Start of Dataset records
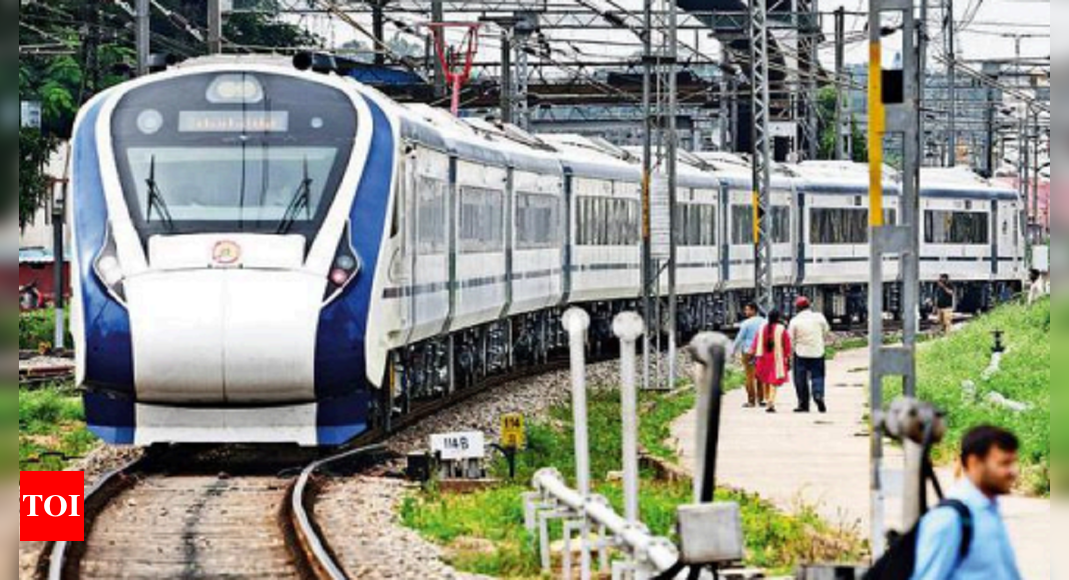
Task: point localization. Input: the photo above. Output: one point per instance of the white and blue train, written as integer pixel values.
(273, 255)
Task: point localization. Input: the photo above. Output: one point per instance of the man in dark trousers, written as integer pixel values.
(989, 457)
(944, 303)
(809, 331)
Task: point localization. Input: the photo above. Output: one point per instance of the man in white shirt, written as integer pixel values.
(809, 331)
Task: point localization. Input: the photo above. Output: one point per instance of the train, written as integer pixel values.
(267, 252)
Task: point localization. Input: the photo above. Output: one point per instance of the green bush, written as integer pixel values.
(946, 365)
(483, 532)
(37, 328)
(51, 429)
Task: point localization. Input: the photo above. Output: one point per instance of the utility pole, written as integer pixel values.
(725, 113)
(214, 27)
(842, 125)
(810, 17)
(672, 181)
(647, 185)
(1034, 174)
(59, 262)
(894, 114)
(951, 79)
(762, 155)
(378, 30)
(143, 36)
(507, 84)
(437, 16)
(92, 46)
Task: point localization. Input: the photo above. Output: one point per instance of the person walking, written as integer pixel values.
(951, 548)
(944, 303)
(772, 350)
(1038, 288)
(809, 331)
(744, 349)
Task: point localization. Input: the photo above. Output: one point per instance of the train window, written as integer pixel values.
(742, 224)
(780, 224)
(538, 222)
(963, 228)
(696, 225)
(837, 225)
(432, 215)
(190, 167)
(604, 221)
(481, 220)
End of Dataset records
Rewrite all of the lines above, putting "pedestrian" in place of "person walking" and keeping everything else the same. Leave out the pictures.

Task: point localization. Input: the photo above. Output: one point per instance of the white and blue train, written as integer pixel values.
(273, 255)
Task: point localization. Input: the photo above. Output: one point per instance of the man in dark trousers, written as integer pixel values.
(989, 457)
(944, 303)
(809, 331)
Task: point localization. Input: the photo above. Output: one point per instance of the man in white shirt, written as integer pixel values.
(809, 331)
Task: point localization. Input: the photo above. Output: one point per instance of the train, written as integer pixel values.
(267, 252)
Task: point localization. Input: the photo above. Output: one point per instance of the green bush, written as integer pixel values.
(946, 365)
(483, 532)
(37, 328)
(51, 429)
Task: point localization. Input: the photo above. Output: one point per instance of the utility pole, written as integer pixel values.
(725, 113)
(214, 27)
(842, 125)
(810, 17)
(672, 181)
(647, 185)
(1034, 174)
(59, 262)
(894, 114)
(951, 79)
(762, 155)
(378, 30)
(143, 36)
(507, 84)
(437, 16)
(92, 46)
Task: point localization. Input: the photo above. Output: one point per instance of the pedestrian, written as integer pixel values.
(951, 548)
(944, 303)
(772, 350)
(1038, 288)
(809, 331)
(744, 349)
Task: point localization. Input: the photo above. Output: one point per instance of the train window, written as integer pixel values.
(742, 224)
(780, 224)
(538, 222)
(963, 228)
(696, 225)
(837, 225)
(432, 215)
(190, 167)
(604, 221)
(481, 220)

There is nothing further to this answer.